Material shown:

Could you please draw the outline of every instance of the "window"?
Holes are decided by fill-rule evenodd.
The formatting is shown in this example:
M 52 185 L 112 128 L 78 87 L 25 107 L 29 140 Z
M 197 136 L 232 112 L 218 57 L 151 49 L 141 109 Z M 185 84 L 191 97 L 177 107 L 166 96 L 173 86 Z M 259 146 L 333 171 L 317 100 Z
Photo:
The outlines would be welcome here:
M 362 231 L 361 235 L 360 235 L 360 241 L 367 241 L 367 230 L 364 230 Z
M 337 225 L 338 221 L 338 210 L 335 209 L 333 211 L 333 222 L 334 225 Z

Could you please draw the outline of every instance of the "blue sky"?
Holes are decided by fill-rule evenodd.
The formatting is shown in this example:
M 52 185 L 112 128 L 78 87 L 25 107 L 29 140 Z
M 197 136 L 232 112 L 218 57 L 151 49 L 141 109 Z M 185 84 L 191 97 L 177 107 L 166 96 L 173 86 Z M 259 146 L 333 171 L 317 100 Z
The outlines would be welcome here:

Task details: Put every line from the start of the entries through the line containing "M 337 225 L" into a JSON list of strings, one string per line, leaving out any blank lines.

Solution for this task:
[
  "Could you please draw the outline of every instance of the \"window\"?",
  "Holes are decided by fill-rule evenodd.",
  "The formatting is shown in this example:",
  "M 52 185 L 112 128 L 78 87 L 25 107 L 29 140 Z",
  "M 197 136 L 232 112 L 218 57 L 151 49 L 141 109 Z M 185 84 L 191 97 L 177 107 L 166 96 L 173 86 Z M 259 146 L 333 171 L 317 100 Z",
  "Photo:",
  "The outlines would be welcome here:",
  "M 362 231 L 361 235 L 360 235 L 360 241 L 367 241 L 367 230 L 364 230 Z",
  "M 337 225 L 338 221 L 338 210 L 335 209 L 333 211 L 333 222 L 334 225 Z"
]